<<<<

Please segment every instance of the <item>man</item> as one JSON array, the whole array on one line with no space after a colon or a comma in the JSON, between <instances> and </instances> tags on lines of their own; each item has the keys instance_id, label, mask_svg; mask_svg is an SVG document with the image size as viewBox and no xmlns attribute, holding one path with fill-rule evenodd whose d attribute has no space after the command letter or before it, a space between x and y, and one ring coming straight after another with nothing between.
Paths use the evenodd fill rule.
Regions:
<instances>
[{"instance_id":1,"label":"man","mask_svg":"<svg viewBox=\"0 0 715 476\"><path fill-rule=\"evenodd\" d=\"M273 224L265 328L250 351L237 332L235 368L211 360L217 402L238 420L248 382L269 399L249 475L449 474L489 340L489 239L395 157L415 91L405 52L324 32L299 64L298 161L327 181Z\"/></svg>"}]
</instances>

>>>>

Reproduce the listing above verbatim, line for line, without changing any character.

Please segment every instance of the <item>man</item> as one JSON array, the whole array on one line with no space after a colon or a comma in the JSON, between <instances> and </instances> tags on lines of their own; each item has the keys instance_id, label, mask_svg; mask_svg is an SVG document with the image size as viewBox and no xmlns attribute, holding one path with fill-rule evenodd whose d attribute has no space after the command letter or before it, a space between x and y, and one ring coming straight after another with nothing between.
Paths use the evenodd fill rule.
Regions:
<instances>
[{"instance_id":1,"label":"man","mask_svg":"<svg viewBox=\"0 0 715 476\"><path fill-rule=\"evenodd\" d=\"M273 224L265 328L250 351L237 332L235 368L211 360L217 402L238 420L248 382L269 399L249 475L449 474L489 340L489 239L395 157L415 91L405 52L324 32L299 64L298 161L327 181Z\"/></svg>"}]
</instances>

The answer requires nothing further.